- **TRY IT**
In the forum thread on pink salt versus packaged cure, how much cure per pound of meat does SonnyE use when not weighing it?

++++ TEXT SECTION ++++

# Pink Salt vs Packaged "Cure"



## raselkirk (Feb 23, 2019)

Hi all,

I've been doing 'burger jerky with a LEM shooter for better than 5 years, mostly using "Hi Mountain" kits with packaged cure. Trouble is, this stuff is _waaaay_ to salty for my taste. Lately I've been using the recommended amount of spice mix, deleting the "cure", and using 1/8 tsp of pink salt per 3# batch. Is this safe? Will it set on the counter for 2 weeks?

TIA!

Russ


----------



## DanMcG (Feb 23, 2019)

set on the counter for two weeks? NO.
I measure my cure in grams, but I think a teaspoon of cure is good for 5 pounds. so 3 pounds would use maybe a heaped half teaspoon.


----------



## SonnyE (Feb 23, 2019)

The cure is to make the meat used safer.
Weighing the cure is the premiere method.
But in lue of that, 1/4 tsp (I level with a knife edge) per pound of meat.
That is a very tiny amount of added salt.
I needed to watch my salt, so I got a pound of Prague Powder #1, and use that instead of "Prepared" cures.
Besides I like being able to know (best guess) what is going into the recipes I use. Because I use the same Prague Powder #1 for other recipes besides Jerky.


----------



## raselkirk (Feb 23, 2019)

danmcg said:


> set on the counter for two weeks? NO.
> I measure my cure in grams, but I think a teaspoon of cure is good for 5 pounds. so 3 pounds would use maybe a heaped teaspoon.



Well that's good to know, I usually go thru it faster than that. I'd rather have it room temperature, don't care for it as much from the fridge as the residual fat seems to congeal. 

I've not used the pink salt as much (I have a 5# box) but the tan stuff in these kits requires _a lot_ more and tastes like pure salt...

Russ


----------



## DanMcG (Feb 24, 2019)

Holly2015 said:


> Why would you use more cure for less meat?
> 
> Honestly it is easier and accurate to get a AWS-100 or similar scale for less than $11.00 off of Amazon and take all the guess work out of it.
> 
> View attachment 388886


Sorry my mistake, it should read half a teaspoon. I have corrected it now, thanks for catching it.
I use the same scale, It works well, except the auto off is to quick for me ;)


----------



## dernektambura (Feb 24, 2019)

++++ PROVIDED MATERIAL ++++

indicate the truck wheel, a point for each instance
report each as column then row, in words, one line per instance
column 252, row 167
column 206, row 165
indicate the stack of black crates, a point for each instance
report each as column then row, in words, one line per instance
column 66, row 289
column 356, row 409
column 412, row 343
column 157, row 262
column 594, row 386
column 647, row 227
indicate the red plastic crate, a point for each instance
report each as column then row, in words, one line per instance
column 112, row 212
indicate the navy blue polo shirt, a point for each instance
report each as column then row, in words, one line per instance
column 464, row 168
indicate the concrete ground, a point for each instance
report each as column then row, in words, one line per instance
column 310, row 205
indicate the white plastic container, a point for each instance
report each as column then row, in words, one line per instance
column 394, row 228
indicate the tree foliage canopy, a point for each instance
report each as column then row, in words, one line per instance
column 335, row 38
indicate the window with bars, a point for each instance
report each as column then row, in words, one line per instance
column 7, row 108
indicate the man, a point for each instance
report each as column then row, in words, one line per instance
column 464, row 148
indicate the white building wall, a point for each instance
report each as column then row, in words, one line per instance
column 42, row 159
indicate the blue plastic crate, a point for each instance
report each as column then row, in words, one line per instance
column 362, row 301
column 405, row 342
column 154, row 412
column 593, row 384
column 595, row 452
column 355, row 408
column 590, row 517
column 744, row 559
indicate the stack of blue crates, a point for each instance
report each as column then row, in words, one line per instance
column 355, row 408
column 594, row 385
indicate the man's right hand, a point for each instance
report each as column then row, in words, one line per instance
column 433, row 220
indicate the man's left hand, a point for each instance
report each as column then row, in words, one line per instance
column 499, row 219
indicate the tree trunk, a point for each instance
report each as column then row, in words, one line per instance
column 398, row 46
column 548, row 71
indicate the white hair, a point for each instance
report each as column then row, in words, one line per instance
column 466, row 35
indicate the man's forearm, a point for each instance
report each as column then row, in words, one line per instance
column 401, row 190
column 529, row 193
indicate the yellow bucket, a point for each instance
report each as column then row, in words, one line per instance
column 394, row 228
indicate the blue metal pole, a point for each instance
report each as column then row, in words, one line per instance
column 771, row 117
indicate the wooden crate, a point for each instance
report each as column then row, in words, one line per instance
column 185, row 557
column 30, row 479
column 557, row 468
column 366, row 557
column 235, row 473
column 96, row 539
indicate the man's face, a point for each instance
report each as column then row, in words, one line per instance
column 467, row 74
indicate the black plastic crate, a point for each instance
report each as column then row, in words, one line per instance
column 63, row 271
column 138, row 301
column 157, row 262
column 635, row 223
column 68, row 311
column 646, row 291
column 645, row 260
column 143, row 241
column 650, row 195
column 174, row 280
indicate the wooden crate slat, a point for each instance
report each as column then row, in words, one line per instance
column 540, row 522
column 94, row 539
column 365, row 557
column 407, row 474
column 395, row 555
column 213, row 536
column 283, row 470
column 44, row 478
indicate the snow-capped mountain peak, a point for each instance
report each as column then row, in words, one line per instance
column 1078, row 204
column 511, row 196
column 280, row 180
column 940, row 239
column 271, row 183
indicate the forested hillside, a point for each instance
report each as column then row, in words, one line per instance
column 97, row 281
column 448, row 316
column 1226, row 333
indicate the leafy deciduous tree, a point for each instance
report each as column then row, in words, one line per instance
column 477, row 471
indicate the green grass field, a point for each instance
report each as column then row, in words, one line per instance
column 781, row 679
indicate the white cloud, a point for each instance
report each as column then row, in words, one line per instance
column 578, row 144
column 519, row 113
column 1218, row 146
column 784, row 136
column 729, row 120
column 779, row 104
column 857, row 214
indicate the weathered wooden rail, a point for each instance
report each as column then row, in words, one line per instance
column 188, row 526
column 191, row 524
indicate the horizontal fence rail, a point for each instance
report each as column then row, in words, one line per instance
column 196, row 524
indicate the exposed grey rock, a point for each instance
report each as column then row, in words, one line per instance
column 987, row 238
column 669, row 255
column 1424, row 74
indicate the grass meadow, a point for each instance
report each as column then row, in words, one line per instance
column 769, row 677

++++

- **SOLUTION TO THE EXERCISE**
SonnyE uses 1/4 teaspoon per pound of meat, leveled with a knife edge.